Requirement a: Summarize the passage on RDF, RSS, and Atom in two sentences.

>> START Text section

What RDF does in the context of the Semantic Web is to provide a way to
record data so that they can be interpreted easily by machines, which in
turn provides an avenue to ``\ldots{}more efficient and sophisticated
data interchange, searching, cataloguing, navigation, classification and
so on\ldots{}'' \cite{Powe-S-2003-RDF}.

Since its inception in the late 1990's, the RDF specification has
spawned several applications, RDF Site Summary (RSS) being but one
example. Versions 0.9 and 1.0 of RSS conform to the W3C's RDF
specification. It is a format intended for metadata description and
content syndication \cite{Mano-F-2004-RDF}. Originally developed by
Netscape as a means to syndicate content from multiple sources onto one
page \cite{Nott-M-2005-Atom}, RSS has been embraced by other individuals
and organisations resulting in the spawning of multiple versions.

At its most simple, the information provided in an RSS document
comprises the description of a ``channel'' (which could be on a specific
topic such as current events, sport, weather, etc.) consisting of URL
linked items. Each item comprises a title, a link to the actual content
and a brief description or abstract. In essence, RSS provides a simple
way to summarise changes to a web site in a form that is easy to access
and process.

Because of the proliferation of differing RSS standards and associated
problems with compatibility, a group of service providers, vendors and
developers have initiated the development of a separate syndication
standard named Atom. According to the Atom Publishing Format and
Protocol (Atompub) Working Group, the development of Atom is heavily
influenced by the lessons learned in the evolution of RSS.


\subsubsection{Atom}
\label{sec-atom-detail}

The Atom specification defines an XML-based document format that is
designed to describe lists of related information
\cite{Nott-M-2005-Atom}. These lists are known as ``feeds''. Feeds are
made up of multiple items, known as ``entries''; each entry can have an
extensible set of attached metadata \cite{Nott-M-2005-Atom}.
Figure~\ref{fig-atom-example} shows an example of a simple, single-entry
Atom feed document.

>> END Text section
>> START Working data

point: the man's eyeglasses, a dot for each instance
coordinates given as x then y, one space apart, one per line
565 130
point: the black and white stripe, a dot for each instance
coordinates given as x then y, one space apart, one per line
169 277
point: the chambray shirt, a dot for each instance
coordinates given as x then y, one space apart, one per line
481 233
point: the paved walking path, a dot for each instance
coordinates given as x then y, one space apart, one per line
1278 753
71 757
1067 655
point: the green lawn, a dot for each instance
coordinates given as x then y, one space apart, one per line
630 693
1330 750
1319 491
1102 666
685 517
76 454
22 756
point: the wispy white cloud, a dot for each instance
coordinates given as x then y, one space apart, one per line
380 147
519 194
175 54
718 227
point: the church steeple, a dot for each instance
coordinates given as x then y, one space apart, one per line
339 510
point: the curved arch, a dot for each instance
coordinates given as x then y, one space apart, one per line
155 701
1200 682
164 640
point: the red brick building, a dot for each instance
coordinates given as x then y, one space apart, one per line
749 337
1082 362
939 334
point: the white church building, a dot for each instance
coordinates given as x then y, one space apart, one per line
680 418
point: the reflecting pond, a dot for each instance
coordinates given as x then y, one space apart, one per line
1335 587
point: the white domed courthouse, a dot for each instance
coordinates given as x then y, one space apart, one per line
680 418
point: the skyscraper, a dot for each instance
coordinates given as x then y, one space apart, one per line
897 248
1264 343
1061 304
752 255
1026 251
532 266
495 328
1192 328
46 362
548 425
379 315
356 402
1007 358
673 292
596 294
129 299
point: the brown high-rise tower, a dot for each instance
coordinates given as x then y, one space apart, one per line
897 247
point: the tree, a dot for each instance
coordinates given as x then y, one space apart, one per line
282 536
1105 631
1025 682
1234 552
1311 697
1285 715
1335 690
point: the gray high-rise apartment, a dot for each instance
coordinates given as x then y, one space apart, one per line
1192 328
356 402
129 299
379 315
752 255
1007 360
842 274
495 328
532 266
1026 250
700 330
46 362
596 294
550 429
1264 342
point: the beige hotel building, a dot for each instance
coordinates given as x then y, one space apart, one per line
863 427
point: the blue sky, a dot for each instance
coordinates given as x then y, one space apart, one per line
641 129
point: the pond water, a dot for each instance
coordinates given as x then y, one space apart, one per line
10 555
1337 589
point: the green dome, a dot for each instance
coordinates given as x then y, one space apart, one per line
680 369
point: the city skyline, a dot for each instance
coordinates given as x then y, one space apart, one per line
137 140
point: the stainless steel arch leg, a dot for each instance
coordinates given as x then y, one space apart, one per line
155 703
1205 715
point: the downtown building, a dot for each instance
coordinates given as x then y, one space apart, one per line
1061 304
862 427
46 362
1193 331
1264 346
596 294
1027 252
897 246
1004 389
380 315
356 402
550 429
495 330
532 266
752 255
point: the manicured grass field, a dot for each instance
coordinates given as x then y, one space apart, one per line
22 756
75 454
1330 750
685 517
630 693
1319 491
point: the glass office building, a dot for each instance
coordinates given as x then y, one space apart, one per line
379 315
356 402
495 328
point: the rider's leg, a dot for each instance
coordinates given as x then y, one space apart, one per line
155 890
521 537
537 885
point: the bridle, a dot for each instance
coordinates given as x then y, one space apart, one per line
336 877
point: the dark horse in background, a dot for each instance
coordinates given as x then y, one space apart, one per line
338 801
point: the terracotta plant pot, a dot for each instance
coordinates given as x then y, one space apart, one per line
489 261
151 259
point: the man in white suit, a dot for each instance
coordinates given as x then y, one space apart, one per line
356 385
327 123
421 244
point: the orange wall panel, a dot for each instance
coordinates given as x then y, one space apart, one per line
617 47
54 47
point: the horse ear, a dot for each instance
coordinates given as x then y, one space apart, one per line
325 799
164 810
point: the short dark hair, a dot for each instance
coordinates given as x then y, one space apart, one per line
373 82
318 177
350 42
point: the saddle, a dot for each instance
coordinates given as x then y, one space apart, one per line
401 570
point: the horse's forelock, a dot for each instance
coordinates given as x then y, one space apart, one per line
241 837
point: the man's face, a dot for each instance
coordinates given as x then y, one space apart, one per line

>> END Working data

Requirement b: Swap "horse" for "pony" in the listing, starting with the line containing "point: the bridle, a dot for each instance" and going on through the end of the listing. Leave everything else unchanged and reproduce only those lines.

Reply a: RDF provides a way to record data so that machines can interpret it easily, and one of its applications is RSS, a format for metadata description and content syndication that Netscape originally developed and that now exists in multiple versions. Because the differing RSS standards caused compatibility problems, a group of service providers, vendors, and developers began developing Atom, an XML-based format for describing lists of related information called feeds, which are made up of entries.

Reply b:
point: the bridle, a dot for each instance
coordinates given as x then y, one space apart, one per line
336 877
point: the dark pony in background, a dot for each instance
coordinates given as x then y, one space apart, one per line
338 801
point: the terracotta plant pot, a dot for each instance
coordinates given as x then y, one space apart, one per line
489 261
151 259
point: the man in white suit, a dot for each instance
coordinates given as x then y, one space apart, one per line
356 385
327 123
421 244
point: the orange wall panel, a dot for each instance
coordinates given as x then y, one space apart, one per line
617 47
54 47
point: the pony ear, a dot for each instance
coordinates given as x then y, one space apart, one per line
325 799
164 810
point: the short dark hair, a dot for each instance
coordinates given as x then y, one space apart, one per line
373 82
318 177
350 42
point: the saddle, a dot for each instance
coordinates given as x then y, one space apart, one per line
401 570
point: the pony's forelock, a dot for each instance
coordinates given as x then y, one space apart, one per line
241 837
point: the man's face, a dot for each instance
coordinates given as x then y, one space apart, one per line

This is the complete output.